• [Extracted material]:
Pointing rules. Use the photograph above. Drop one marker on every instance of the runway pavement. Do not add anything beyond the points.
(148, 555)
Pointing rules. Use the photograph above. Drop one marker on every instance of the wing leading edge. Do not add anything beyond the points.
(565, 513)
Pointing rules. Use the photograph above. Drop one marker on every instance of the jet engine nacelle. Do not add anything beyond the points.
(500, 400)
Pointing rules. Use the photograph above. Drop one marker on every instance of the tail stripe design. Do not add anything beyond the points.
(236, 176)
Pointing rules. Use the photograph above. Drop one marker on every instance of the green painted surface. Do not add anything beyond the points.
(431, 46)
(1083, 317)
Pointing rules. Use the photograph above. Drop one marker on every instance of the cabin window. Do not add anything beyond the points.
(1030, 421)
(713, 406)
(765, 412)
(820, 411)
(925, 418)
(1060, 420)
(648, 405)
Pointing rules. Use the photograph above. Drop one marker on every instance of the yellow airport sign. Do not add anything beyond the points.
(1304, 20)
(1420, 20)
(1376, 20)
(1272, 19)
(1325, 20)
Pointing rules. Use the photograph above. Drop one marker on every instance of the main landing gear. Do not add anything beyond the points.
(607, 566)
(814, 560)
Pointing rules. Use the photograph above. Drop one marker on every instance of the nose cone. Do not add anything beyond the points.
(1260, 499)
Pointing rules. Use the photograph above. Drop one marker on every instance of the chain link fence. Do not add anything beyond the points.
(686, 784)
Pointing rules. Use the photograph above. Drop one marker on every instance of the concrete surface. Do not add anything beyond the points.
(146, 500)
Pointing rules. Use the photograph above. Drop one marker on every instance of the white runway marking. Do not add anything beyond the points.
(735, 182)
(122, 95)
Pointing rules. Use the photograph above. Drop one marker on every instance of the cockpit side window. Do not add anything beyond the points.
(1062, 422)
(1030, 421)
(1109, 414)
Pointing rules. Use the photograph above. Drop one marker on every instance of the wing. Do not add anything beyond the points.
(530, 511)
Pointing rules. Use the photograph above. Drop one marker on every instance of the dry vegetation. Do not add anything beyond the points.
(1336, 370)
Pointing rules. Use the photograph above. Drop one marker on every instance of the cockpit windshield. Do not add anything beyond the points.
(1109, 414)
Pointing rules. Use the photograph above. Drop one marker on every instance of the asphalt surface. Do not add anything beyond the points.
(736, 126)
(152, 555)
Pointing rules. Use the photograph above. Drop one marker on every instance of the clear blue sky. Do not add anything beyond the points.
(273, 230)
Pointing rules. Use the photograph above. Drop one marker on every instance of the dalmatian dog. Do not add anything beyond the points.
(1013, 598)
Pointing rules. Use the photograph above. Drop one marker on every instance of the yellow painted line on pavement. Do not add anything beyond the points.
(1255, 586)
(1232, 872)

• [Problem statement]: Write out exactly the lines starting with the one that holds "wing. Do not add anything beyond the points." and running through the last line above.

• [Output for this exercise]:
Pointing rules. Use the photograph above. Drop one marker on every instance of the wing. Do not add anything beyond the points.
(530, 511)
Pointing rules. Use the photograph above. Drop one marker on every instance of the dry vegetation. Do not add anything beyond the points.
(1336, 370)
Pointing rules. Use the photograph above. Drop one marker on every instance of the cockpit windshield. Do not add anything beyond the points.
(1109, 414)
Pointing rules. Use the photograph above. Drop one marker on every instance of the asphalt surface. Do not add anything beyond the points.
(736, 126)
(152, 555)
Pointing rules. Use the photograph above. Drop one marker on every instance of the clear blue sky. Do not add anything beyond the points.
(273, 230)
Pointing rules. Use the photograph above. Drop one marker on every instance of the dalmatian dog. Do not add anything beyond the points.
(1013, 598)
Pointing rules. Use the photograph above. Drop one marker on every instance of the yellow painted line on pavement. Do not add anything beyond the points.
(1255, 586)
(1232, 872)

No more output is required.